■ Exercise requirements ■
Please filter the entries below and copy out each line that contains the string "overcast".

■ Source data ■
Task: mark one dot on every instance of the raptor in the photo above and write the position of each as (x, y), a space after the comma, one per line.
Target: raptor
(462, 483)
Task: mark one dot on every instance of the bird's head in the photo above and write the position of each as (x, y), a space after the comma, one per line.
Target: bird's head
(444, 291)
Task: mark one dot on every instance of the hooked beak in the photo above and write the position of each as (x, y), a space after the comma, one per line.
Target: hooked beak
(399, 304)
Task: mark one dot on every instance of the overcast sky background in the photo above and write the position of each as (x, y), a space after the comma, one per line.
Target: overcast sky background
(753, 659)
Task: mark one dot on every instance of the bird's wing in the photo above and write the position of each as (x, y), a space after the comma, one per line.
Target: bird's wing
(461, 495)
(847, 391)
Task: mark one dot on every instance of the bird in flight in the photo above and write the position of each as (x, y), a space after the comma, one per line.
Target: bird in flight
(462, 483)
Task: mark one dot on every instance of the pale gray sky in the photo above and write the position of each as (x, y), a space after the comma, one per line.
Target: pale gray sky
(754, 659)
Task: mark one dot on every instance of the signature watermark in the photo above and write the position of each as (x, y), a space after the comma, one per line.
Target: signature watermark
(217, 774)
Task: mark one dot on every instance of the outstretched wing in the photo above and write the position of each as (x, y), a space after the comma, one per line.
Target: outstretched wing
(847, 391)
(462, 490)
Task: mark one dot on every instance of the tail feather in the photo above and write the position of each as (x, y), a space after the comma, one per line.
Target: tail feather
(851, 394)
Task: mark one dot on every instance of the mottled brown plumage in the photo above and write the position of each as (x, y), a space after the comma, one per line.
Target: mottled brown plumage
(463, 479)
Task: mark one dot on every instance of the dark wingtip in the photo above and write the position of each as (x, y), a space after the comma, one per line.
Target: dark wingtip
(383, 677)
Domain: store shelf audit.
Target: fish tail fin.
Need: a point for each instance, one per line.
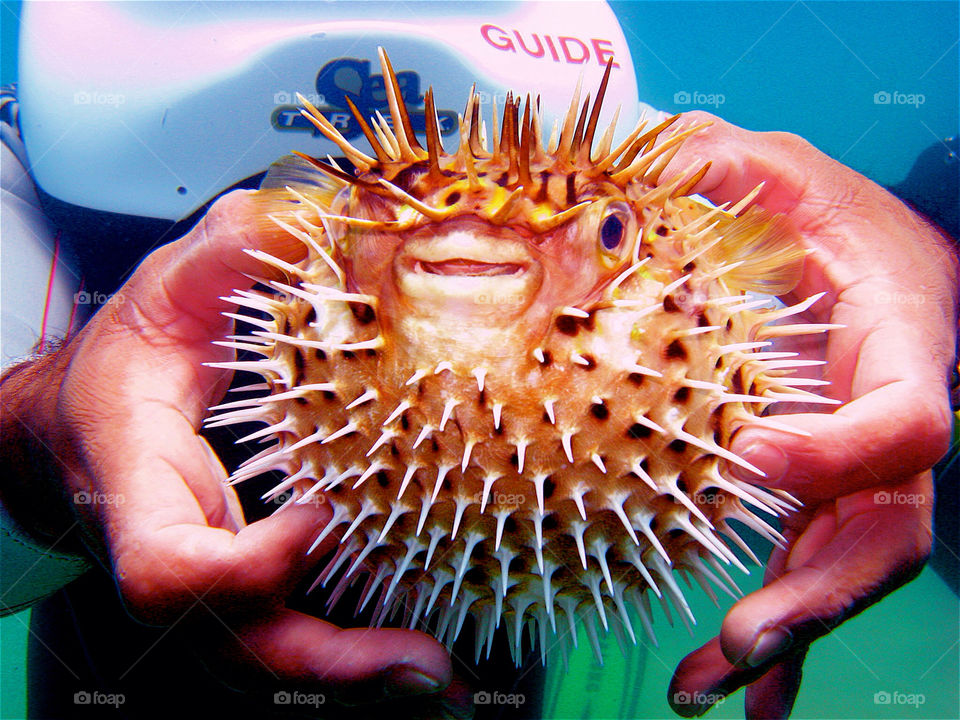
(765, 245)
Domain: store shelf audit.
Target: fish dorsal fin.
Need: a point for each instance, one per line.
(297, 172)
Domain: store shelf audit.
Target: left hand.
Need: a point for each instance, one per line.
(849, 546)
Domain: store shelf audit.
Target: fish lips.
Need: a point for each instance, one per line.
(468, 268)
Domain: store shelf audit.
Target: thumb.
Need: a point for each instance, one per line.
(190, 275)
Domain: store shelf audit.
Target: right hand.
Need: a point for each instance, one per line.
(113, 418)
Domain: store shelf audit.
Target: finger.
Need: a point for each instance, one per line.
(705, 677)
(358, 665)
(901, 428)
(166, 568)
(877, 546)
(771, 697)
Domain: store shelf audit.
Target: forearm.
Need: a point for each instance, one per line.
(32, 471)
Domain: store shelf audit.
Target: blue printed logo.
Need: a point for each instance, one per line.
(350, 77)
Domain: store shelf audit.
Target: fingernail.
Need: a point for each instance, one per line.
(764, 456)
(770, 643)
(407, 680)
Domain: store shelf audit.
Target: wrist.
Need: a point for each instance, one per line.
(32, 486)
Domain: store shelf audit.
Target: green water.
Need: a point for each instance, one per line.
(906, 644)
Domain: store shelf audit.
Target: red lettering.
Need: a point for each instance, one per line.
(553, 50)
(501, 41)
(575, 51)
(565, 44)
(538, 53)
(603, 53)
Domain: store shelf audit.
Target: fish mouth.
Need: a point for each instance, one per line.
(467, 268)
(464, 264)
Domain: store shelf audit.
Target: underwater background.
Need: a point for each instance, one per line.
(875, 86)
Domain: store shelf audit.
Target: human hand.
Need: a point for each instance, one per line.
(115, 415)
(865, 528)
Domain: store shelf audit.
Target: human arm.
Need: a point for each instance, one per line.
(114, 415)
(891, 281)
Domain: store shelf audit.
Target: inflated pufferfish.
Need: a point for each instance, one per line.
(513, 372)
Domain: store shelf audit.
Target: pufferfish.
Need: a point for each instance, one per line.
(514, 370)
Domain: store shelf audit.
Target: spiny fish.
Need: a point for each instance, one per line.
(514, 370)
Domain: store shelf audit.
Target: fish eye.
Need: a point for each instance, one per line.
(611, 232)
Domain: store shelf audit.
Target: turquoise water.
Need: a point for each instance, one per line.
(819, 69)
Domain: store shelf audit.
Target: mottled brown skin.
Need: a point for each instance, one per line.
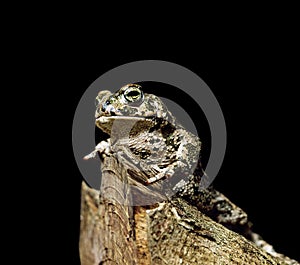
(146, 138)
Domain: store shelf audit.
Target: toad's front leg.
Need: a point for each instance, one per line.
(103, 148)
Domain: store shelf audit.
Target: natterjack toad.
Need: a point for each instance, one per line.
(154, 147)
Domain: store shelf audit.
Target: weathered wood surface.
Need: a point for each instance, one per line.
(106, 236)
(171, 232)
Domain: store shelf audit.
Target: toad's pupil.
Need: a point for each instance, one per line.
(133, 94)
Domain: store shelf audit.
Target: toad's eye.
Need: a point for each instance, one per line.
(133, 94)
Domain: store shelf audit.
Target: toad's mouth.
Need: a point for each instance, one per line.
(106, 119)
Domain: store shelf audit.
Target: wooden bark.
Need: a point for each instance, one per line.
(171, 232)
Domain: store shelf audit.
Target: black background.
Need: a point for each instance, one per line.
(251, 77)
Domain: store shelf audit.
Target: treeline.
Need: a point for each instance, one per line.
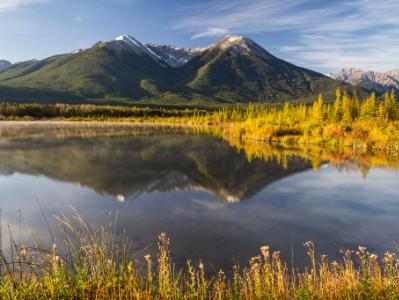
(68, 111)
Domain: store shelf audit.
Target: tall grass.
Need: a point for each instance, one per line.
(94, 264)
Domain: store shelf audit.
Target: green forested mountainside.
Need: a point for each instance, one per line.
(221, 74)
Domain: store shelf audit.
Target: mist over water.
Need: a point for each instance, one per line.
(214, 201)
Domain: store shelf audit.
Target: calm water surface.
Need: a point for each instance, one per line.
(209, 198)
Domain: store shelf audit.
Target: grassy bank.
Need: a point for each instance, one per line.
(370, 123)
(93, 264)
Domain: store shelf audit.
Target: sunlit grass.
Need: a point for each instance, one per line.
(94, 264)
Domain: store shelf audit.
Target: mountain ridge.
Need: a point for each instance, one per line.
(370, 80)
(233, 70)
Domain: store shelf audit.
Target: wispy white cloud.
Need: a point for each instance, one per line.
(359, 33)
(7, 5)
(210, 32)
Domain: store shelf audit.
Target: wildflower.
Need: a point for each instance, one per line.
(23, 251)
(201, 266)
(147, 258)
(373, 257)
(362, 249)
(265, 251)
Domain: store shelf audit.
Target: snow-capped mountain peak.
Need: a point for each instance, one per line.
(371, 80)
(129, 40)
(175, 57)
(239, 45)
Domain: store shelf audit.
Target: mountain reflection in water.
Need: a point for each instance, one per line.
(172, 180)
(141, 160)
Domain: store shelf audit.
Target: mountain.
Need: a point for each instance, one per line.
(370, 80)
(235, 69)
(173, 56)
(4, 64)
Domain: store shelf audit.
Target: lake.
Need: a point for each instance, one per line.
(217, 201)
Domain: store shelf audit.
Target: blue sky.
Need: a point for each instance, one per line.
(321, 35)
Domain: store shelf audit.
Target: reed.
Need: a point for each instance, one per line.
(95, 264)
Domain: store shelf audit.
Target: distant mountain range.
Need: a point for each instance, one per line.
(235, 69)
(370, 80)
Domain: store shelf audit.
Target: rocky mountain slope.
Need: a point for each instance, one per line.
(370, 80)
(235, 69)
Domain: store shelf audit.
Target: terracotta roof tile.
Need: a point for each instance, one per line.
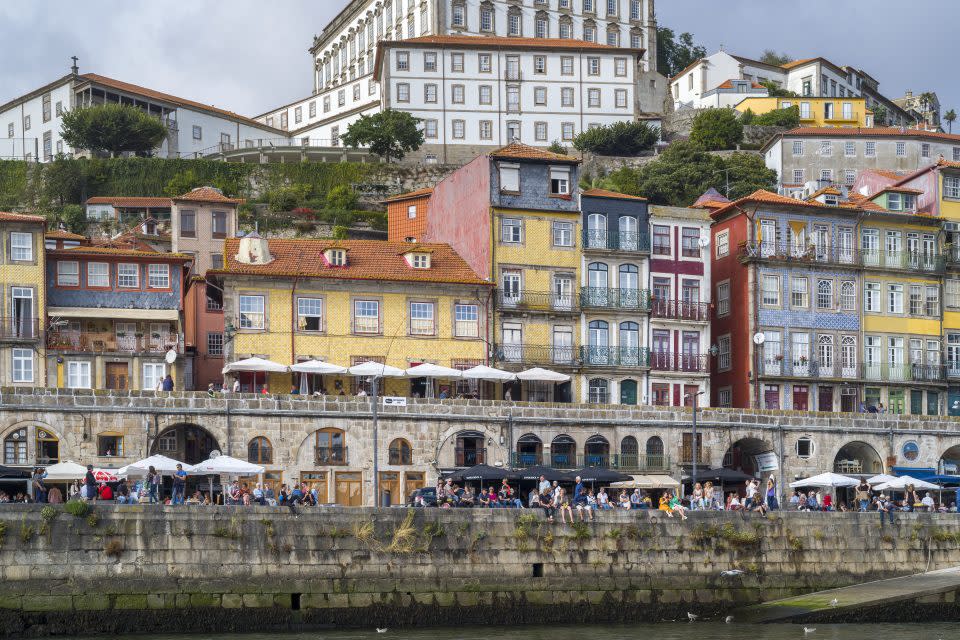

■ The answer ■
Task: mark one dot on every instance of the overcast sky background in the photo above and write the position of each as (x, y), a space after the comma, one per line.
Target: overcast sky background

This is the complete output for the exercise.